* _Records shown_:
• • •

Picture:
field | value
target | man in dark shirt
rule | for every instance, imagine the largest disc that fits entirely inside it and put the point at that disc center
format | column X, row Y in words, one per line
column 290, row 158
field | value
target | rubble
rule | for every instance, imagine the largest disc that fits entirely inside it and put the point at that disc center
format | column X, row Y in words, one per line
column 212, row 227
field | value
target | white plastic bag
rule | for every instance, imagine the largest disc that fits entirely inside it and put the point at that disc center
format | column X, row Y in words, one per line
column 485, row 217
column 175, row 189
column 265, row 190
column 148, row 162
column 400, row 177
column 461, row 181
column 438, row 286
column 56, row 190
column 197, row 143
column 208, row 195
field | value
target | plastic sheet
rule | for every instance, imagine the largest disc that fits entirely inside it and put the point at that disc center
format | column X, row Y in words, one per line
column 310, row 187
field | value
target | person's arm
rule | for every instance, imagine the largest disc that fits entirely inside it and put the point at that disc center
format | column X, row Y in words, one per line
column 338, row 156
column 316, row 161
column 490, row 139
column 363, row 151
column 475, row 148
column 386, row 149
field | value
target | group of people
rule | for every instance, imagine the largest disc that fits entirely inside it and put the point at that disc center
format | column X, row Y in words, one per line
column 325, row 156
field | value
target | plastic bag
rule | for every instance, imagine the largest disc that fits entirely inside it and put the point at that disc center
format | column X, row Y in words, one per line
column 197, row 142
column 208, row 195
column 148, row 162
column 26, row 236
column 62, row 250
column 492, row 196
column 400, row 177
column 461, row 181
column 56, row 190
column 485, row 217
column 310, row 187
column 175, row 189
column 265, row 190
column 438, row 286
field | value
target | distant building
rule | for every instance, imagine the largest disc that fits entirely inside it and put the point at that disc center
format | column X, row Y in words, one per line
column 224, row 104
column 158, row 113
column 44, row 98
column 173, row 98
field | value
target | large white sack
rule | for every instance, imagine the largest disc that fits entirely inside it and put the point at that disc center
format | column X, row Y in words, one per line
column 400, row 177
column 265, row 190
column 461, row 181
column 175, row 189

• • •

* _Task instructions_: Which lines of the material above hold the string "target"? Pull them out.

* _Response area_:
target | man in dark shirt
target | rubble
target | white plastic bag
target | plastic sheet
target | person's arm
target | group of people
target | plastic bag
target | distant building
target | large white sack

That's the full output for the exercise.